--- BEGIN Extracted entries ---

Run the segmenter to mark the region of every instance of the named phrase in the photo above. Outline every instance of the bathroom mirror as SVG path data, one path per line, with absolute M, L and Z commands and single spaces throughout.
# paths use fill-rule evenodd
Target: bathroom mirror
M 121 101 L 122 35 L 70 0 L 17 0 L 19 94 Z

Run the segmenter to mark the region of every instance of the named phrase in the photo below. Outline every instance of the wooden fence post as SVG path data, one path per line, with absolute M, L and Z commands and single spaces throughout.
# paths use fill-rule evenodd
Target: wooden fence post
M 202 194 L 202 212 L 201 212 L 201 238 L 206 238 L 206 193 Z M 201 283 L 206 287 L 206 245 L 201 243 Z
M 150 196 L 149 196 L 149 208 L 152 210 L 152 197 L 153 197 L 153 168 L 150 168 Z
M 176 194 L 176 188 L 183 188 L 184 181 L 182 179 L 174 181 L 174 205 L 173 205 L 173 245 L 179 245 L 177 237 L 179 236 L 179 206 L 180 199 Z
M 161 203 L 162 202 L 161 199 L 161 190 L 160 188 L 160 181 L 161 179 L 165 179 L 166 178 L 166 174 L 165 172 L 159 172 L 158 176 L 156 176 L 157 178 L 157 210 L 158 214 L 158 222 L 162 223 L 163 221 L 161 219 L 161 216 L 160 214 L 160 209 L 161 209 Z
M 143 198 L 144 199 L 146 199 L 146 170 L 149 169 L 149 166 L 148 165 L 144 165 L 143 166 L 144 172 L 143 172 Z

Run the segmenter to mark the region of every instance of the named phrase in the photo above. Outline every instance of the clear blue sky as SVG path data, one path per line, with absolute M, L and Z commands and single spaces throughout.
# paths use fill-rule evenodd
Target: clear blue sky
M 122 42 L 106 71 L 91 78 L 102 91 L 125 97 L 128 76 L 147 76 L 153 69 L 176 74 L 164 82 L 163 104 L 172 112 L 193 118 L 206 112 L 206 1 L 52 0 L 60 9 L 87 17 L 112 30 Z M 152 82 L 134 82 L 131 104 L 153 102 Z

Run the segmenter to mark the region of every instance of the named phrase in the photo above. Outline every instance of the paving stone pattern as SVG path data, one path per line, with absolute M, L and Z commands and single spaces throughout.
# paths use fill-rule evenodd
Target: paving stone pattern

--- END Extracted entries ---

Directions ▸ Format all the rows above as a numbered list, leaving out the blank lines.

Task solution ▸
1. Run the segmenter to mark the region of every instance of the named phrase in the photo above. Outline every instance of the bathroom mirror as SVG path data, one path per line, with absolute M, L and Z commands and single spaces throughout.
2. # paths use fill-rule evenodd
3. Target: bathroom mirror
4. M 121 101 L 122 35 L 70 0 L 17 0 L 19 94 Z
5. Run the segmenter to mark the region of every instance of the named phrase in the photo below. Outline every instance of the wooden fence post as SVG path data, one path per line, with absolute M, L and Z commands and single spaces throughout.
6. # paths use fill-rule evenodd
7. Target: wooden fence post
8. M 202 194 L 202 212 L 201 212 L 201 238 L 206 238 L 206 193 Z M 201 283 L 206 287 L 206 245 L 201 243 Z
9. M 150 196 L 149 196 L 149 208 L 152 210 L 152 197 L 153 197 L 153 168 L 150 168 Z
10. M 176 194 L 176 188 L 183 188 L 184 181 L 182 179 L 174 181 L 174 205 L 173 205 L 173 245 L 179 245 L 177 237 L 179 236 L 179 206 L 180 199 Z
11. M 161 203 L 162 202 L 161 199 L 161 190 L 160 188 L 160 181 L 161 179 L 165 179 L 166 178 L 166 174 L 165 172 L 159 172 L 158 176 L 156 176 L 157 178 L 157 210 L 158 214 L 158 222 L 162 223 L 163 221 L 161 219 L 161 216 L 160 214 L 160 209 L 161 209 Z
12. M 143 198 L 144 199 L 146 199 L 146 170 L 149 169 L 149 166 L 148 165 L 144 165 L 143 166 L 144 172 L 143 172 Z
13. Run the segmenter to mark the region of every instance of the named phrase in the photo above. Outline every instance of the clear blue sky as SVG path data, one path per line, with absolute M, L and Z commands and single spaces throughout.
14. # paths use fill-rule evenodd
15. Target: clear blue sky
16. M 122 42 L 106 71 L 91 78 L 102 91 L 125 97 L 128 76 L 147 76 L 153 69 L 176 74 L 164 82 L 163 104 L 172 112 L 193 118 L 206 112 L 206 1 L 52 0 L 60 9 L 87 17 L 112 30 Z M 152 82 L 134 82 L 131 104 L 153 102 Z
17. Run the segmenter to mark the region of every instance of the named phrase in the photo above. Outline every instance of the paving stone pattern as SVG path data, one path per line, with absolute M, L and Z commands and single spaces throughout.
18. # paths use fill-rule evenodd
19. Target: paving stone pattern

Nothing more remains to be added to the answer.